Passage to read =
By Samuel Bodman
It’s A PLEASURE TO BE BACK INCAIRO. I would like to thank Omar (Mohanna President of American Chamber of Commerce In Cairo) for that kind introduction. I’m also honoured that my counterparts — Ministers Fahmy and Younes — have joined me at today’s lunch.
Let me get right to the point: the world needs safe, reliable, clean, affordable, and diverse energy supplies — and in considerably greater numbers than we now have. This is a global challenge, perhaps one of the most significant of our time — and one that you all understand acutely.
The International Energy Agency’s most recent World Energy Outlook, estimates that the world’s primary energy needs will grow by 55% by 2030.
Addressing this challenge in a timely way will require literally billions of dollars annually over many years. The IEA estimates that $22 trillion of investment will be needed between now and 2030 to meet expected demand.
We also know that this investment must occur around the world — in developed and developing nations alike — and at all stages of the energy cycle.
At the same time, we all must recognize the realities of global climate change and look for ways to develop cleaner sources of energy that at the very least do not worsen — and hopefully can improve — the health of our earth’s environment.

Data lines =

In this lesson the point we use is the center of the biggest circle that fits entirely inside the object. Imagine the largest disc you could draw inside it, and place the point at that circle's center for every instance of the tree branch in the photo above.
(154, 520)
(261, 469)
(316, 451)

Work instructions =
**a)** Answer these questions using the energy speech.
(i) By what percentage does the most recent World Energy Outlook estimate the world's primary energy needs will grow by 2030?
(ii) How much investment does the IEA estimate will be needed between now and 2030 to meet expected demand?
(iii) Which ministers joined the speaker at the lunch?
**b)** Revise the energy speech, starting with "The International Energy" and going on through "meet expected demand.", putting "projected demand" wherever "expected demand" appears.

Responses by task =
**a)**
(i) 55%
(ii) $22 trillion
(iii) Ministers Fahmy and Younes

**b)**
The International Energy Agency’s most recent World Energy Outlook, estimates that the world’s primary energy needs will grow by 55% by 2030.
Addressing this challenge in a timely way will require literally billions of dollars annually over many years. The IEA estimates that $22 trillion of investment will be needed between now and 2030 to meet projected demand.